**Extrait du document**
______

Il meurt en 1837 date à laquelle une publicité propose un Missel dans une reliure « à petits fers et compartiments à mille points » exécutée par « feu Duplanil relieur de madame la Dauphine ».
Ottman-Duplanil, Delessert,  RECharles Ottman, né à Strasbourg en 1806 épouse le 6 août 1836 Joséphine Rosalie Nicole Duplanil fille de Jean Duplanil, à la mairie du XIe arrondissement dont dépend alors la rue des Sept-Voies. Ottman prend la suite de son beau-père. Il exercera jusqu’en 1855 avant de se retirer à Tours où il mourra le 18 février 1870. Il s’installe rue du Four Saint-Germain au numéro 67. Il signe le plus souvent Ottman-Duplanil mais la signature Ottmann se rencontre aussi. Comme son beau-père il expose ses meilleures réalisations. En 1844, à l’exposition des produits de l’industrie française à Paris aux Champs-Elysées, il présente par exemple le Paul et Virginie, imprimé par Curmer en 1838, habillé d’un maroquin vert orné d’un jeu de filets doré librement inspiré des fanfares.

______

**Lignes enregistrées**

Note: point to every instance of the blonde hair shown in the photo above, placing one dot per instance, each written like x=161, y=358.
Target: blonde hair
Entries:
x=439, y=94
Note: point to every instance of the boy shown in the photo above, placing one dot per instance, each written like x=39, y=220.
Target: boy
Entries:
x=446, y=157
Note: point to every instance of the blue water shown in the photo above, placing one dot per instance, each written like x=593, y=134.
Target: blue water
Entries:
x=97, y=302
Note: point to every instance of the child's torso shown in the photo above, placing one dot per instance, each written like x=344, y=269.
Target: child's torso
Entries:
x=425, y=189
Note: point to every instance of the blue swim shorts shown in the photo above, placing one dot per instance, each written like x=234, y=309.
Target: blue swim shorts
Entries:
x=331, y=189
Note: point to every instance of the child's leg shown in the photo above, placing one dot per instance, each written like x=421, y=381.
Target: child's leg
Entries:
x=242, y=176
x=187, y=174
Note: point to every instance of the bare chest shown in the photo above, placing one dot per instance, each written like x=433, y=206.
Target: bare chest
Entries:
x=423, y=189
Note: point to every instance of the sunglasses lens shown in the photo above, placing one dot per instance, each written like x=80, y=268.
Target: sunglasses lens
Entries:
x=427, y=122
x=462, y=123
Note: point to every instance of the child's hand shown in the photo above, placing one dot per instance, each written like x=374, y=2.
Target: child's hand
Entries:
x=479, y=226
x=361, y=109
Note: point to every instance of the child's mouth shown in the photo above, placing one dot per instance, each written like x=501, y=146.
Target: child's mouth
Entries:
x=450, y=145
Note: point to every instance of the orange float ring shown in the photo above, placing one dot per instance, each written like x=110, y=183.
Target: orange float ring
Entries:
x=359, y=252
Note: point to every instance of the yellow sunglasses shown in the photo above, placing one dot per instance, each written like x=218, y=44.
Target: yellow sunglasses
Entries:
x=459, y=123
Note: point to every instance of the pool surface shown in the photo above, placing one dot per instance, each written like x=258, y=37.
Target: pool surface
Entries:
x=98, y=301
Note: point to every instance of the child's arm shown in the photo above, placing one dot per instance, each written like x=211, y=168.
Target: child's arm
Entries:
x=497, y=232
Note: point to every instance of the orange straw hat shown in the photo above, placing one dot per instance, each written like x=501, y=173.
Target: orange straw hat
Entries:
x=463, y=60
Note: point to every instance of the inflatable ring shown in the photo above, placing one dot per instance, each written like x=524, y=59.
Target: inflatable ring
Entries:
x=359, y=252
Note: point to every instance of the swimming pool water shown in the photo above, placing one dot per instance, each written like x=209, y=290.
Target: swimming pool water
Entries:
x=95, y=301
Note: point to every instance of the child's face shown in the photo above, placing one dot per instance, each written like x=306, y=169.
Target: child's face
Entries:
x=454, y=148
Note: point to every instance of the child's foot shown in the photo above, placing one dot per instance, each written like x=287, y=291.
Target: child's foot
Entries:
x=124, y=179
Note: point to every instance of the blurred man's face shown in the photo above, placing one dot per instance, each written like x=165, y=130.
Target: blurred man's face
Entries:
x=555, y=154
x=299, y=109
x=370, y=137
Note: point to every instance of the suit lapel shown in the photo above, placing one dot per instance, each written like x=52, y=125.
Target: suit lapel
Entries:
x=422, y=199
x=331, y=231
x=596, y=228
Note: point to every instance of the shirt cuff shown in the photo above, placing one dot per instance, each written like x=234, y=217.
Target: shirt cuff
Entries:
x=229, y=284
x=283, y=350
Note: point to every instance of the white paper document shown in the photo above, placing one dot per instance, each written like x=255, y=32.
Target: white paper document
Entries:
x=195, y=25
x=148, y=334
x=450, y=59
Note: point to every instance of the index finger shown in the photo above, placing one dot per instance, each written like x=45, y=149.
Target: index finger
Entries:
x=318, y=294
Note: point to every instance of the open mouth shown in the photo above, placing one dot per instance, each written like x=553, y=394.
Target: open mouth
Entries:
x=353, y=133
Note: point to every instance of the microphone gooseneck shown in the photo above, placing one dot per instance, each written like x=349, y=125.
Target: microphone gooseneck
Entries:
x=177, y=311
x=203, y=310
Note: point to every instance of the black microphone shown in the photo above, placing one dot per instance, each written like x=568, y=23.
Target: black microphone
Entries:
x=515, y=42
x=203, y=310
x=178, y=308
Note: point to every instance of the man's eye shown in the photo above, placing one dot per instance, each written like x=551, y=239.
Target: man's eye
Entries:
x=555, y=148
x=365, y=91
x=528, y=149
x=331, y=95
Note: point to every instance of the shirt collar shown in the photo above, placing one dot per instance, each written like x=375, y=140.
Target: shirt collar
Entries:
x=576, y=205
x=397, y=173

______

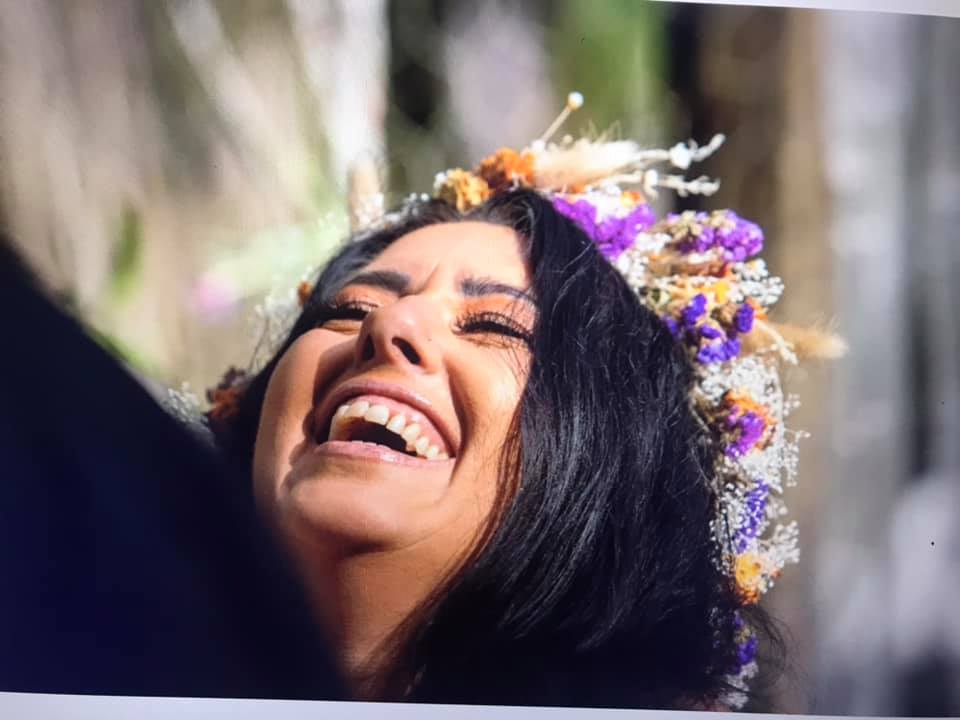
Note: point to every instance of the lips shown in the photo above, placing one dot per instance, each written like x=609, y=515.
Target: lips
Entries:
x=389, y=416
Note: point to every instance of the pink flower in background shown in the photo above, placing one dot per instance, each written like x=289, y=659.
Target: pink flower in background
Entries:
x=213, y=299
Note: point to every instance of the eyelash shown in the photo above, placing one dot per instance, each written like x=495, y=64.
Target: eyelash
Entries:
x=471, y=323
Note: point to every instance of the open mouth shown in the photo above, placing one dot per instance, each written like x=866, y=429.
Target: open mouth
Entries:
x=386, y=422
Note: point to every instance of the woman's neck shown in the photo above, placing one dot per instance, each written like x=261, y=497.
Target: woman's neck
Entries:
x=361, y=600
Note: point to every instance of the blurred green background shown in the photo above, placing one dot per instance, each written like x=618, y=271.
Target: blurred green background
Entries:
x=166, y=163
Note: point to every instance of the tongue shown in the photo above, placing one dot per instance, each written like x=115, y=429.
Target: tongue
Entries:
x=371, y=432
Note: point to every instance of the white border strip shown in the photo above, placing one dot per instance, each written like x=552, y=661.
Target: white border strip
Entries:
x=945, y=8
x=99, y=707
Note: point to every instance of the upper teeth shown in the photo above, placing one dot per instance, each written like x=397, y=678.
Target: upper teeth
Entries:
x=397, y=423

______

**Votre travail**
1. Recopiez le passage sur les relieurs Duplanil et Ottman depuis « Ottman-Duplanil, Delessert,  RECharles » jusqu'à « inspiré des fanfares. ».
2. Écrivez la suite du passage sur les relieurs Duplanil et Ottman à partir de l'endroit où il s'arrête.

**Réponses par tâche**
1.
Ottman-Duplanil, Delessert,  RECharles Ottman, né à Strasbourg en 1806 épouse le 6 août 1836 Joséphine Rosalie Nicole Duplanil fille de Jean Duplanil, à la mairie du XIe arrondissement dont dépend alors la rue des Sept-Voies. Ottman prend la suite de son beau-père. Il exercera jusqu’en 1855 avant de se retirer à Tours où il mourra le 18 février 1870. Il s’installe rue du Four Saint-Germain au numéro 67. Il signe le plus souvent Ottman-Duplanil mais la signature Ottmann se rencontre aussi. Comme son beau-père il expose ses meilleures réalisations. En 1844, à l’exposition des produits de l’industrie française à Paris aux Champs-Elysées, il présente par exemple le Paul et Virginie, imprimé par Curmer en 1838, habillé d’un maroquin vert orné d’un jeu de filets doré librement inspiré des fanfares.

2.
Ce livre appartint à Eugène Paillet, Pierpont Morgan, au Dr Ripault et à René  Descamps-Scrive (N° 317). La reliure des « Souvenirs d’un voyage dans l’Inde » de Delessert, en cuir de Russie s’orne également d’un jeu de filets inspiré des entrelacs de la Renaissance, elle rejoindra les bibliothèques Descamps-Scrive, Laurent Meus et Raphaël Esmerian. Beraldi reproduit cette reliure dans son livre « La reliure au XIXe » ; il qualifie à ce propos Ottman de « chercheur d’idées de (son) époque ». Lors de cette même exposition, notre relieur présente également deux reliures en maroquin à décor exécutées sur des exemplaires précieux de la Bibliothèque Royale. Il reçoit la médaille de bronze « surtout pour ses reliures simples et parfaites ».
Fléty nous apprend qu’un relieur du nom de Gardien succéda à Ottman en 1855. Pour nous, une célèbre lignée s’éteignait.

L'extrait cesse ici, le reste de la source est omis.